* _AIM OF THE TASK_
Count the rows below that contain the string "green", with uppercase and lowercase treated as different, and reply with only the number.

* _PROVIDED DATA_
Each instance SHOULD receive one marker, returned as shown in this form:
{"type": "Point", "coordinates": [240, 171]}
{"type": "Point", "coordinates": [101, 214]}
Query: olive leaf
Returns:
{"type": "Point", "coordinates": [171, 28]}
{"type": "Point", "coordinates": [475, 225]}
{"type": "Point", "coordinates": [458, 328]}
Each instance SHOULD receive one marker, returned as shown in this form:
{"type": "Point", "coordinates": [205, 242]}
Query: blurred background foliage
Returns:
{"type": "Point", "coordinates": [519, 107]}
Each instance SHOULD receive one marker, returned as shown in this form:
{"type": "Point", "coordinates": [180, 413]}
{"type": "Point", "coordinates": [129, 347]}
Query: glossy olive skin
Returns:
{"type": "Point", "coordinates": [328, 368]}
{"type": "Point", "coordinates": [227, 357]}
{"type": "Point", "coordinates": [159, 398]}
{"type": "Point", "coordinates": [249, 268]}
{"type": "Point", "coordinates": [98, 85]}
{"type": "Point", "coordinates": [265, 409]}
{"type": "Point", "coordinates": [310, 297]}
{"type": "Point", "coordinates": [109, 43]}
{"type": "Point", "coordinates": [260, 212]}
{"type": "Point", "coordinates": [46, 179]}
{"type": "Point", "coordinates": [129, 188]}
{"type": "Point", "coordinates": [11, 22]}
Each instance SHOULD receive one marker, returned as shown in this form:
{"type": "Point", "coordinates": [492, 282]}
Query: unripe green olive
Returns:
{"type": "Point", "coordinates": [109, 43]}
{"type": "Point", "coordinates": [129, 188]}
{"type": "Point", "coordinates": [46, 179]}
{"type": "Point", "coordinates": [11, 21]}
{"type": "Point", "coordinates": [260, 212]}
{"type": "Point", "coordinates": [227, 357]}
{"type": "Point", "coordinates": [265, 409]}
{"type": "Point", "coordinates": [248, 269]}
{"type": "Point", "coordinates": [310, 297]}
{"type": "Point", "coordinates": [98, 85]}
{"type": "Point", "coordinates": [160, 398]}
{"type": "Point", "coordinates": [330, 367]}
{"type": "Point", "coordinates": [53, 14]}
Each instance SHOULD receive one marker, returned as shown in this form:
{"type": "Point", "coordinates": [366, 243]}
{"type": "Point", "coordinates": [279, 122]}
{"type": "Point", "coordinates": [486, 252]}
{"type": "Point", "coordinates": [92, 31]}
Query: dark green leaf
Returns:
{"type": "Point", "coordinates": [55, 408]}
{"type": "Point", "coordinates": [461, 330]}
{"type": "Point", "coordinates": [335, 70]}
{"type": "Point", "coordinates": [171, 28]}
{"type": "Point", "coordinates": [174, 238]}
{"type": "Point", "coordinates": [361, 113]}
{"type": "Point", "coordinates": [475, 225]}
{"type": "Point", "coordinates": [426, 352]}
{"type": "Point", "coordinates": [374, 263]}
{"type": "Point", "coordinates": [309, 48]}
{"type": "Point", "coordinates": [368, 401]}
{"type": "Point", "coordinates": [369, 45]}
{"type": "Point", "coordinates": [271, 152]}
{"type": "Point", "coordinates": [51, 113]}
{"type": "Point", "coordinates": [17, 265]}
==
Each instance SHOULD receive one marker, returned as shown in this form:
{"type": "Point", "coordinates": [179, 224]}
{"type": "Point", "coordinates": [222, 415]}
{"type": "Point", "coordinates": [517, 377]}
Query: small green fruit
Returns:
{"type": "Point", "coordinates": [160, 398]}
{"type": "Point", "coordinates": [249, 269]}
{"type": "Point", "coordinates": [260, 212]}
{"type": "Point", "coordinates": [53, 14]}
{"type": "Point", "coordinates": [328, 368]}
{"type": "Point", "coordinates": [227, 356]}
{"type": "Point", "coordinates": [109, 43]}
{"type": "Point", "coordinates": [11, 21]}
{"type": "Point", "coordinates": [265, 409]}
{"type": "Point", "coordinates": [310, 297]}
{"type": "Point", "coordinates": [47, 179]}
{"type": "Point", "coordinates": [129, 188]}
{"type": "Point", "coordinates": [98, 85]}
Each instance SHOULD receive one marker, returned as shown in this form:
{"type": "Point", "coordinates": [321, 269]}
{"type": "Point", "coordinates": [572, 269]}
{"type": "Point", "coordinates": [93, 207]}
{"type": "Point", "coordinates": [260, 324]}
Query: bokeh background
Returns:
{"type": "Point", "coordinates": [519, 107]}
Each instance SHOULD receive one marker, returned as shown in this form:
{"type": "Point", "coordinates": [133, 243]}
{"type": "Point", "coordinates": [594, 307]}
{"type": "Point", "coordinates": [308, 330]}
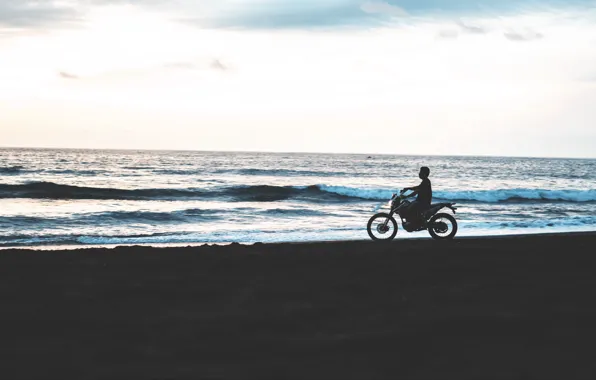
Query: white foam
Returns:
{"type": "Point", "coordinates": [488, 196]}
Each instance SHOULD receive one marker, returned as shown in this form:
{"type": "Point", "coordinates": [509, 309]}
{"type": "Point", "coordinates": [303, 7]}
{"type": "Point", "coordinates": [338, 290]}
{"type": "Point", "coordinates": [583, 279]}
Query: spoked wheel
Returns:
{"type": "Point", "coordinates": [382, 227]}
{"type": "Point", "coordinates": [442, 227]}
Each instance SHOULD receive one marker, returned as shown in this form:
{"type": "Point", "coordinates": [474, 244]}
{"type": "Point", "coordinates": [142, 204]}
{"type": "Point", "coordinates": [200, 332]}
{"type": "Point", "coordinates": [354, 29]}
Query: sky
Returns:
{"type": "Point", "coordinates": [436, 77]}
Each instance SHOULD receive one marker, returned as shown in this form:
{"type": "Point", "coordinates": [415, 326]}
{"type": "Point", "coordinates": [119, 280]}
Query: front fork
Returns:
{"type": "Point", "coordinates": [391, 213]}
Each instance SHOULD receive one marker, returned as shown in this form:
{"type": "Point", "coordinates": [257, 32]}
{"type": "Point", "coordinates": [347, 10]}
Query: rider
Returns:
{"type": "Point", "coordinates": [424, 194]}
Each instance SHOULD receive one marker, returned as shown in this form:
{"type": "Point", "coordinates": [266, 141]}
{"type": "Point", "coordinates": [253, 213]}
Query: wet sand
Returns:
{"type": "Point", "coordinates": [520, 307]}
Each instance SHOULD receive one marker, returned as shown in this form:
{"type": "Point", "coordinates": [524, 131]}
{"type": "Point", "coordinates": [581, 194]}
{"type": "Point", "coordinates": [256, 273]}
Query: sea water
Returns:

* _FINAL RESULT_
3